◆ **Work instructions**
A. Condense the paragraph beginning "As for now, the million dollar question" from the essay on churches and the pandemic, keeping its main facts.
B. Give a two-sentence summary of the essay on churches and the pandemic.
C. Pick up the essay on churches and the pandemic after its final sentence and continue writing it.

While understanding why people may have different goodwill approaches to the pandemic may help us to understand how to reason and communicate together, several problems remain. First, we have the problem of political, economic and social profiteering, as happens in every crisis. These are not the goodwill actors of whom I spoke before, but individuals who seek in both public and private to utilize the pandemic as a smokescreen for social engineering. Second, we have the problem of disinformation. This is a period of severe distrust of traditional leaders and of the media. This distrust, unfortunately, has been earned. And while our elites may decry the fact that we do not trust them or what they say, their solutions more often resemble an inquisitor purging a heretic from society than a leader truly informing, inspiring and guiding the public. Today, more than ever, the veneer of the omniscience of medical science has been thoroughly wiped away, as our health ministers have changed their minds as frequently as they have changed their masks. To be fair, it can be argued that they were scrambling to develop actionable advice in the face of a deficit of empirical knowledge, but that is to neglect a crucial aspect of human nature: it is far easier for us to disown old ignorance than old certainties. Ignorance we can excuse, but things once held as certain, when proven untrue, often provoke contempt. There is always the risk of causing fear when a professional says regarding a danger, “we do not know”. Yet was the risk of causing panic worth the risk of undermining the public’s perception of their expertise? That issue will continue to unfold in the coming months.

Rising to the challenge

As for now, the million dollar question is: what will the Churches do? Many, perhaps most, Senior Clergy who make policy are risk adverse by reason of age, fear, ideology, and institutional inertia. As a result, we are beset with paralysis: if the Bishops call the people back to Mass, our critics will say that we are contributing to people’s deaths. If we do not call the people back to Mass, we run the risk of having over a year in which the least-lethal pandemic in human history has caused the most precipitous decline in the practice of the faith in a generation. Being a leader means that you cannot please everyone. To be a Christian leader means to know how to please Christ, and how to lead others to please him. In short, the argument that it is necessary for the sake of health and human life to forsake the assembling of ourselves together grows weaker day by day. The need for God and for human contact grows ever stronger.

Stored items:
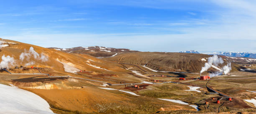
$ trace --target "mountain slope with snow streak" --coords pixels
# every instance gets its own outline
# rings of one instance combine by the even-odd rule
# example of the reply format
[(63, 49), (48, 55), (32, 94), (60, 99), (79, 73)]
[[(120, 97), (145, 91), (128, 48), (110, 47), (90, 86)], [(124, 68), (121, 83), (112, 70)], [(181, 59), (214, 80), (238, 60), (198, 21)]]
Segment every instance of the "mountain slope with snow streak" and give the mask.
[(115, 48), (98, 46), (87, 47), (77, 47), (70, 48), (49, 48), (68, 53), (86, 54), (99, 58), (114, 56), (118, 54), (138, 52), (125, 48)]
[(0, 113), (54, 114), (39, 96), (20, 89), (0, 84)]

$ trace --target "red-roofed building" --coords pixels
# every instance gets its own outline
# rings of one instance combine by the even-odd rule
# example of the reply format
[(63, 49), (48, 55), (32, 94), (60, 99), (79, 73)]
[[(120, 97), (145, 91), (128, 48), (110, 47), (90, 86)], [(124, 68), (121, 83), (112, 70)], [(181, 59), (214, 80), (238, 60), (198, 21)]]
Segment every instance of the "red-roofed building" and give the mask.
[(207, 80), (207, 79), (210, 79), (210, 77), (208, 76), (200, 76), (200, 80)]

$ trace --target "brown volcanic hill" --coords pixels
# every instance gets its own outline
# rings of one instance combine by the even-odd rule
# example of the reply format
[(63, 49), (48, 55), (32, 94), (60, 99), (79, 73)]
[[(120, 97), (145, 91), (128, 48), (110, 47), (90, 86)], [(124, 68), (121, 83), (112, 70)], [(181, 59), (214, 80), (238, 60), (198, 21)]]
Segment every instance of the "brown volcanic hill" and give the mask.
[[(8, 68), (13, 69), (15, 66), (18, 67), (20, 67), (20, 66), (23, 66), (28, 68), (30, 68), (31, 66), (36, 66), (38, 67), (51, 69), (48, 70), (50, 71), (51, 72), (46, 72), (43, 73), (56, 74), (59, 76), (60, 75), (64, 76), (67, 74), (74, 76), (74, 73), (70, 72), (73, 72), (74, 71), (79, 71), (80, 70), (90, 72), (91, 75), (104, 73), (117, 76), (116, 77), (113, 76), (111, 77), (113, 78), (122, 79), (123, 78), (121, 77), (124, 76), (132, 76), (126, 73), (127, 72), (131, 72), (121, 68), (122, 66), (120, 64), (101, 60), (87, 54), (69, 53), (55, 49), (44, 48), (15, 41), (2, 39), (1, 40), (3, 42), (2, 45), (5, 46), (1, 49), (0, 56), (2, 56), (4, 55), (5, 56), (10, 56), (11, 58), (13, 57), (15, 61), (15, 63), (8, 66)], [(25, 52), (25, 50), (26, 52), (28, 52), (31, 47), (33, 48), (33, 50), (39, 54), (39, 57), (35, 58), (33, 55), (31, 55), (29, 59), (27, 59), (28, 57), (25, 56), (25, 58), (23, 61), (21, 61), (20, 59), (21, 54)], [(40, 59), (40, 57), (42, 56), (41, 53), (47, 58), (48, 61), (43, 61)], [(13, 73), (16, 72), (20, 73), (30, 72), (25, 71), (12, 70), (13, 70), (11, 72)], [(133, 78), (127, 79), (130, 80), (132, 79)]]
[(87, 47), (77, 47), (70, 48), (49, 48), (68, 53), (86, 54), (97, 58), (108, 57), (116, 55), (131, 52), (138, 52), (125, 48), (106, 48), (98, 46)]
[[(104, 59), (118, 63), (146, 65), (147, 67), (159, 71), (179, 70), (198, 72), (207, 62), (207, 58), (210, 56), (212, 56), (197, 53), (137, 52)], [(226, 60), (224, 61), (227, 62)], [(233, 63), (232, 66), (239, 67)], [(233, 70), (237, 69), (236, 67), (234, 68), (233, 68)]]

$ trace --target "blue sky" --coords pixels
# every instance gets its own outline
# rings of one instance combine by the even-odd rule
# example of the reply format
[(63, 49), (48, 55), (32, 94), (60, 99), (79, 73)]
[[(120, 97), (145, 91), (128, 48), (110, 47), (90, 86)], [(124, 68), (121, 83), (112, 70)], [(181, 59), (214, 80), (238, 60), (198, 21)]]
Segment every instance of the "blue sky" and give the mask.
[(254, 0), (1, 1), (0, 38), (44, 47), (256, 52)]

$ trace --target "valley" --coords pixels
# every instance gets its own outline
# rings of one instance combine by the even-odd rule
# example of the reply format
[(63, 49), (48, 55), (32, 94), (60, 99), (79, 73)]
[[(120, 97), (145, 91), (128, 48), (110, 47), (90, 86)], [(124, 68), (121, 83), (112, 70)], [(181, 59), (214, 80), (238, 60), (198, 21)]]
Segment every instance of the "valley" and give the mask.
[[(201, 73), (211, 56), (135, 51), (97, 58), (2, 40), (2, 46), (6, 46), (0, 52), (1, 85), (40, 96), (51, 109), (46, 114), (256, 111), (253, 64), (231, 61), (228, 73), (199, 80), (200, 73), (206, 76), (224, 70), (230, 61), (225, 57), (218, 57), (223, 63), (212, 64), (216, 66)], [(3, 99), (6, 97), (2, 95)]]

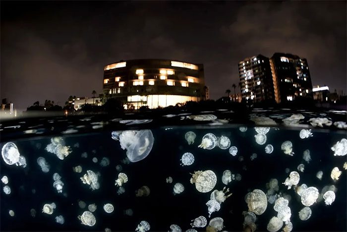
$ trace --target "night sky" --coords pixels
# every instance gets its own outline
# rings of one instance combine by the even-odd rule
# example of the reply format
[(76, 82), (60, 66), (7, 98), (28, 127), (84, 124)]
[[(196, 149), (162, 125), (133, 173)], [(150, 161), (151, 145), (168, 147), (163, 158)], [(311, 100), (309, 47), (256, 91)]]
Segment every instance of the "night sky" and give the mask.
[(307, 59), (313, 85), (346, 92), (345, 1), (1, 1), (0, 8), (0, 96), (17, 109), (101, 93), (106, 64), (136, 58), (203, 63), (217, 99), (237, 85), (240, 60), (291, 53)]

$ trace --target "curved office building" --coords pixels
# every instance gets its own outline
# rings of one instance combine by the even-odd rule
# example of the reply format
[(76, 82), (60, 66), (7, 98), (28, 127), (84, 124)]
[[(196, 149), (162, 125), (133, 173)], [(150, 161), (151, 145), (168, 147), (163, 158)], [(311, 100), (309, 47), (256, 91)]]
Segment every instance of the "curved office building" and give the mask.
[(120, 60), (104, 69), (104, 93), (126, 109), (174, 106), (205, 98), (204, 66), (169, 59)]

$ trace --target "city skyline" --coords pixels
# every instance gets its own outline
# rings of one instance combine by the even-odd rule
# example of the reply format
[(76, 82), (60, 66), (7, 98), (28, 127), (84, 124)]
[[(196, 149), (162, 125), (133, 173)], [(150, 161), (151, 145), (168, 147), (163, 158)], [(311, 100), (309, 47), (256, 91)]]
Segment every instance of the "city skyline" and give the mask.
[(237, 85), (240, 60), (290, 53), (307, 58), (313, 85), (346, 92), (345, 2), (21, 3), (1, 3), (0, 79), (21, 110), (101, 93), (105, 64), (137, 58), (203, 63), (216, 99)]

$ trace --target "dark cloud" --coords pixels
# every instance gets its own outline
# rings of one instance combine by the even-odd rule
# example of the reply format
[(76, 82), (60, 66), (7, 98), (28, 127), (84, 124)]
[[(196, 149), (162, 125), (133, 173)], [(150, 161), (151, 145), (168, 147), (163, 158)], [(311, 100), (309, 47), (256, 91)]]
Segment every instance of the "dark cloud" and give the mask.
[(16, 2), (1, 3), (0, 95), (21, 109), (101, 92), (105, 65), (142, 58), (204, 63), (214, 99), (238, 82), (240, 60), (277, 52), (346, 91), (345, 1)]

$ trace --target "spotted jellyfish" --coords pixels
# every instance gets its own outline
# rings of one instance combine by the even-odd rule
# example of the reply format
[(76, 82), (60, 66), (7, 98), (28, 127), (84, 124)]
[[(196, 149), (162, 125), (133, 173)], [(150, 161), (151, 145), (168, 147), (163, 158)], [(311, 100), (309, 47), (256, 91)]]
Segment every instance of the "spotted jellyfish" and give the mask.
[(293, 144), (290, 141), (286, 141), (282, 143), (281, 146), (281, 149), (283, 151), (285, 154), (293, 156), (294, 152), (293, 152)]
[(92, 227), (96, 223), (95, 216), (89, 211), (84, 211), (82, 215), (78, 215), (77, 218), (81, 224), (89, 227)]
[(208, 192), (215, 187), (217, 176), (211, 170), (196, 171), (192, 174), (190, 183), (195, 184), (195, 188), (200, 192)]
[(189, 152), (186, 152), (180, 159), (180, 165), (182, 166), (191, 165), (194, 163), (194, 156)]
[(193, 131), (188, 131), (184, 135), (184, 138), (189, 145), (194, 143), (195, 138), (196, 138), (196, 135)]
[(191, 226), (192, 227), (205, 227), (206, 226), (206, 224), (207, 224), (207, 220), (206, 220), (206, 218), (203, 216), (201, 216), (195, 219), (193, 219), (191, 220), (191, 221), (193, 222), (193, 223), (190, 224), (190, 226)]
[(149, 223), (145, 221), (141, 221), (140, 224), (137, 225), (137, 227), (135, 230), (135, 231), (145, 232), (149, 231), (150, 229), (151, 229), (151, 226), (149, 225)]
[(306, 129), (302, 129), (300, 131), (299, 136), (300, 136), (300, 138), (303, 139), (307, 138), (309, 137), (312, 137), (313, 135), (312, 135), (310, 129), (307, 130)]
[(265, 153), (271, 154), (274, 151), (274, 147), (271, 144), (268, 144), (265, 146)]

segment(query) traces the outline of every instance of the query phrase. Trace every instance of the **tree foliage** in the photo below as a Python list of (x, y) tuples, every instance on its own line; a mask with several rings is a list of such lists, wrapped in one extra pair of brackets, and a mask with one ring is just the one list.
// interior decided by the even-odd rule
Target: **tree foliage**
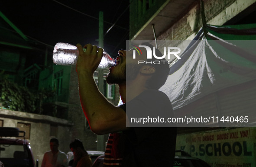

◆ **Results by task**
A. The key question now is what the Churches will do. Many senior clergy who make policy are reluctant to take risks because of age, fear, ideology and institutional inertia, and this leaves them paralyzed. If the Bishops call people back to Mass, critics will say they are contributing to deaths. If they do not, over a year of the least-lethal pandemic in human history may bring the steepest decline in the practice of the faith in a generation. A leader cannot please everyone, and a Christian leader must know how to please Christ and lead others to please him. The argument for giving up gathering together for the sake of health and human life grows weaker every day, while the need for God and human contact grows stronger.

B. The essay names two problems beyond goodwill disagreements over the pandemic: profiteers who use the crisis as a smokescreen for social engineering, and disinformation amid an earned distrust of leaders, the media and health ministers whose advice kept changing. It also argues that risk-averse senior clergy are paralyzed over calling people back to Mass, even as the case for staying apart weakens and the need for God and human contact grows.

C.
It seems that Post-Pandemic Prudence consists now in recognizing the fact that the danger of the pandemic in many places is at a record low, and is nearing its minimum. Not only ought the Churches to open, they ought to open with gusto, in keeping with the joyful triumph of the Easter season. While people may continue to disagree in good faith regarding the particulars of things like the efficacy or necessity of mask-wearing and the spacing of the faithful in pews, these would be to distract from the bigger picture.

I believe that Bishops and their Priests would do well if, on Easter Day, they included in their homilies a robust defense of Easter Sunday and the Resurrection as the foundation for the faith and hope of Christians, as well as being the primary and perennial motivation for Christians to gather for the Eucharistic Sacrifice on that day weekly. Emphasizing this would inject much-needed hope into the hearts and minds of our people, and also be a clear proclamation of faith from our clergy that the observation of the Christian Sabbath by the attendance of Holy Mass is a constitutive part of who we are. It is hard to say that a Christian truly honors Easter Sunday if they dishonor every other Sunday of the year by apathy and negligence. It is even harder to say that of our clergy. Fear, save that of God and his commandments, is foreign to the heart of a Christian. We knew that one day this pandemic, like all dark times, would one day pass. The time has come to regain our footing, with the words of our ancient ancestors: sine dominico non possumus! Without Sunday, we cannot live!